Problem details:
Gather every line of the listing below that contains the string "roof". Case counts.

Stored entries
------------------------

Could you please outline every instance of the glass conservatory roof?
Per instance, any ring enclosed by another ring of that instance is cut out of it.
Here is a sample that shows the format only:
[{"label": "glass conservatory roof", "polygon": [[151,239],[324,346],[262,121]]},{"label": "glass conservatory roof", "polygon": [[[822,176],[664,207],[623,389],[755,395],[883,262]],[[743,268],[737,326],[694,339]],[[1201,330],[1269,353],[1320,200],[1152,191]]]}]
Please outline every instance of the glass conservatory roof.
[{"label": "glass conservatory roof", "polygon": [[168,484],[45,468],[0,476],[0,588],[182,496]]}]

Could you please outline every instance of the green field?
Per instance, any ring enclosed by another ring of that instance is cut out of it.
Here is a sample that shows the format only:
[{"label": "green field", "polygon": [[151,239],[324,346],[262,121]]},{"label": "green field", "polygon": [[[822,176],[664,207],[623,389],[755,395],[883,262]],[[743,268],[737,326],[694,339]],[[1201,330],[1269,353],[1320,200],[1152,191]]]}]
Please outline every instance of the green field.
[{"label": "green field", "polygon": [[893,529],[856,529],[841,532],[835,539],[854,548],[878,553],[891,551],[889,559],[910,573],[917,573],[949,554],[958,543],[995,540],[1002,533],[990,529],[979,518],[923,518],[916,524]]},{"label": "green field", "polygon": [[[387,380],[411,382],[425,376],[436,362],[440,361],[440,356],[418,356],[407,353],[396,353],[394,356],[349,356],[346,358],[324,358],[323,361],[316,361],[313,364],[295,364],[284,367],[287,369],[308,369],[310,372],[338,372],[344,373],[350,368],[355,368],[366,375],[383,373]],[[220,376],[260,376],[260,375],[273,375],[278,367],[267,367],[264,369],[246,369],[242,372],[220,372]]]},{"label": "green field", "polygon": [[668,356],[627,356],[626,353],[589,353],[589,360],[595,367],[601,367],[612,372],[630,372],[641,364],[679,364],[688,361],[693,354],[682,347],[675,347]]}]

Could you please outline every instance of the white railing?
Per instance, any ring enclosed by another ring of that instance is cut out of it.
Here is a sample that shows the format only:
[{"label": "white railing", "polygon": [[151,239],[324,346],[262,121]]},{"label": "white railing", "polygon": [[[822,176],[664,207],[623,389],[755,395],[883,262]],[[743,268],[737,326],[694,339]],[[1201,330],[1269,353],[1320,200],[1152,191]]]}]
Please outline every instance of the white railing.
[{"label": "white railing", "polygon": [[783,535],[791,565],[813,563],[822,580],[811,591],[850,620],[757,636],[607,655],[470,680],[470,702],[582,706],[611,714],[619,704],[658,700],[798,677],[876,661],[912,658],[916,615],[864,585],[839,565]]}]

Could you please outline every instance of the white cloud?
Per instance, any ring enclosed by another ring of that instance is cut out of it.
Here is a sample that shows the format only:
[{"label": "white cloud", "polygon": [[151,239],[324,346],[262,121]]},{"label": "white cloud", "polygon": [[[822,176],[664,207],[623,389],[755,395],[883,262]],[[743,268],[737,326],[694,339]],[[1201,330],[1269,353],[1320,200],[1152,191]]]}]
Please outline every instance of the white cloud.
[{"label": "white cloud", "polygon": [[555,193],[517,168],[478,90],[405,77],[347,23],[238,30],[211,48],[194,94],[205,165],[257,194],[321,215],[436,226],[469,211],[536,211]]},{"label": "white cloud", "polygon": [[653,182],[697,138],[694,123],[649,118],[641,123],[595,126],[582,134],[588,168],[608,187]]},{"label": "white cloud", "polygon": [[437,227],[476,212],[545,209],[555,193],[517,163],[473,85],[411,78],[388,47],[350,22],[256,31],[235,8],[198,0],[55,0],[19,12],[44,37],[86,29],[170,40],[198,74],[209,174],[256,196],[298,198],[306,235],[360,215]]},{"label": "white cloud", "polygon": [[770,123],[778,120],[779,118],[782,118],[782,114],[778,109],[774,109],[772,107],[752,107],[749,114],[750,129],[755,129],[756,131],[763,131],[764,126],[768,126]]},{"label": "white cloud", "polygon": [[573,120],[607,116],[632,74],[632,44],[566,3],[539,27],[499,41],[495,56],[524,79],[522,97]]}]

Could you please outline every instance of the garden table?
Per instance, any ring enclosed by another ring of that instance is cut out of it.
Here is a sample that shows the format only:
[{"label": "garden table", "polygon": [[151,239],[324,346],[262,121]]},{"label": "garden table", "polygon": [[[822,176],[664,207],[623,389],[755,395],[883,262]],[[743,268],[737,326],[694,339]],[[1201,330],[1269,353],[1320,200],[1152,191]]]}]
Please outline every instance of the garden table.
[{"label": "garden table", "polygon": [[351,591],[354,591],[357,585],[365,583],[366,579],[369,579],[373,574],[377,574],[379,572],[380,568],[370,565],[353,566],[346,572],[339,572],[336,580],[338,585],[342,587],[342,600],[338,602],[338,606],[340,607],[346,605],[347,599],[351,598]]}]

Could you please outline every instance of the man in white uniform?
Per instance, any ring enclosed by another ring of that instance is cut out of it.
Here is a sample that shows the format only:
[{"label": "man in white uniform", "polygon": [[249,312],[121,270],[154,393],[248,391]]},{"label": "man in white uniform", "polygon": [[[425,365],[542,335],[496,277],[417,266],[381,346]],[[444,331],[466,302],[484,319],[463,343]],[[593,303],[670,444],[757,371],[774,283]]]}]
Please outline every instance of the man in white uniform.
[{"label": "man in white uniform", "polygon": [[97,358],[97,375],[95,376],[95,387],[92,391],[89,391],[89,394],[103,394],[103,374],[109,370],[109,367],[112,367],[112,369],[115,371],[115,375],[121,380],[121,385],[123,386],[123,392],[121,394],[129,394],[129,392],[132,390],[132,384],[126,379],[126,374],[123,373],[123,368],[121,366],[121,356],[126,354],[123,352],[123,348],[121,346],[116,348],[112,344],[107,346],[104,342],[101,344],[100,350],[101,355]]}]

------------------------

Right answer:
Could you please outline every instance of the glass conservatory roof?
[{"label": "glass conservatory roof", "polygon": [[151,239],[324,346],[262,121]]},{"label": "glass conservatory roof", "polygon": [[[822,176],[664,207],[623,389],[755,395],[883,262]],[[743,268],[737,326],[694,339]],[[1201,330],[1269,353],[1320,200],[1152,191]]]}]
Please outline every instance of the glass conservatory roof.
[{"label": "glass conservatory roof", "polygon": [[168,484],[45,468],[0,476],[0,588],[182,496]]}]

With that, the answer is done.